##### Documento de origem
A VIDA DOS LIVROS
de 2 a 8 de Abril de 2012
A «Crónica do Descobrimento e Conquista da Guiné» da autoria de Gomes Eanes de Zurara é uma obra que, apesar de muito discutida, constitui um elemento fundamental para a compreensão da decisão política da coroa portuguesa para avançar nos descobrimentos da costa de África para além do Cabo Bojador. Seguimos a edição do Visconde de Santarém de 1841, feita a partir do original que se encontra na Biblioteca Nacional de França, pela Casa Aillaud, com impressão de Fain e Thunot.
##########
##### Conteúdo dos dados
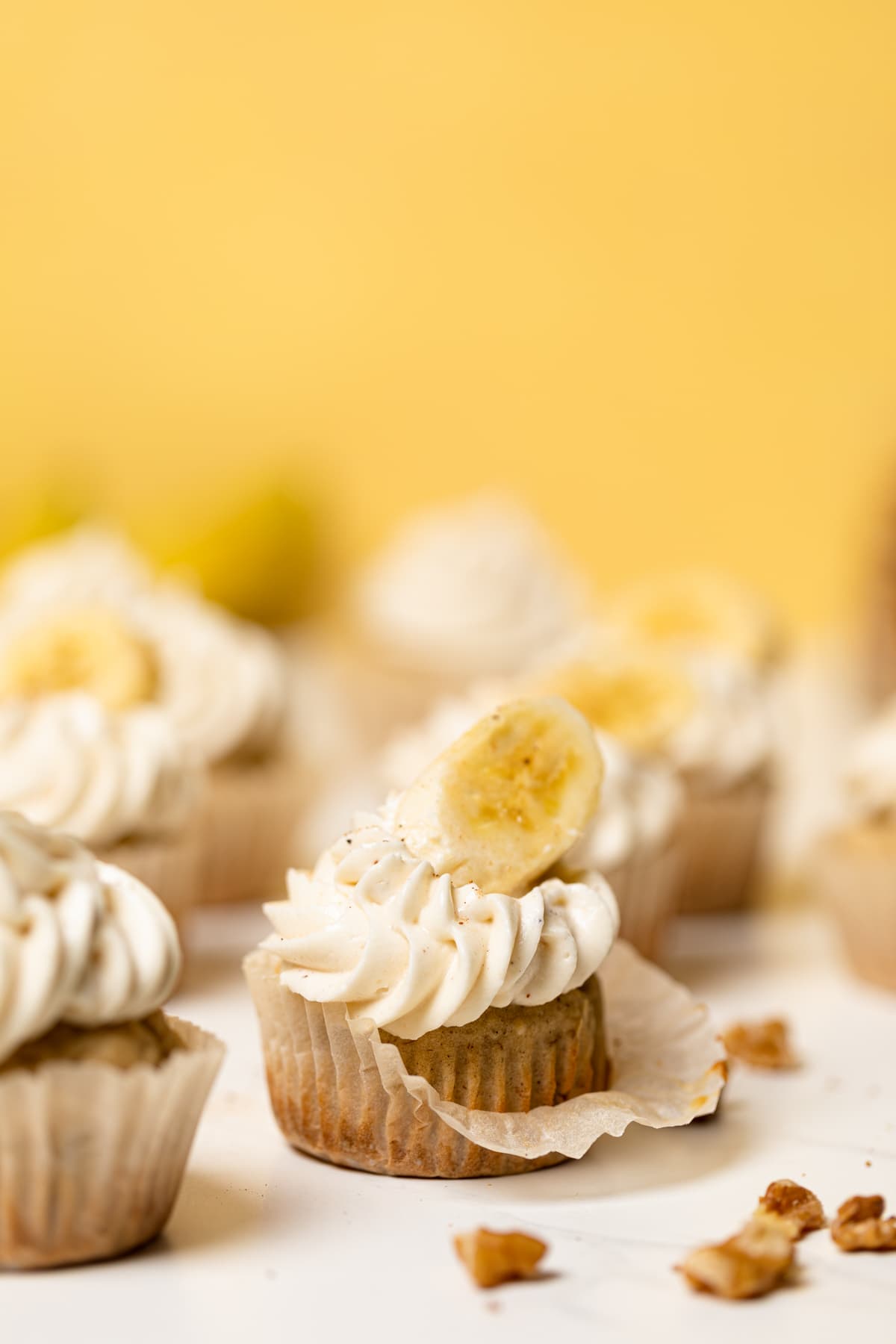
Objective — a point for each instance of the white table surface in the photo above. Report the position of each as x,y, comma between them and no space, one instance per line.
267,1243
##########
▶ [Ações a realizar]:
(A) Segundo o documento de origem, em que biblioteca se encontra o original a partir do qual foi feita a edição de 1841?
(B) Atualize o trecho do documento de origem que vai de "A VIDA DOS LIVROS" até "Fain e Thunot.", inclusive, substituindo "costa de África" por "costa africana".

▶ [Problemas resolvidos]:
(A) Na Biblioteca Nacional de França.

(B)
A VIDA DOS LIVROS
de 2 a 8 de Abril de 2012
A «Crónica do Descobrimento e Conquista da Guiné» da autoria de Gomes Eanes de Zurara é uma obra que, apesar de muito discutida, constitui um elemento fundamental para a compreensão da decisão política da coroa portuguesa para avançar nos descobrimentos da costa africana para além do Cabo Bojador. Seguimos a edição do Visconde de Santarém de 1841, feita a partir do original que se encontra na Biblioteca Nacional de França, pela Casa Aillaud, com impressão de Fain e Thunot.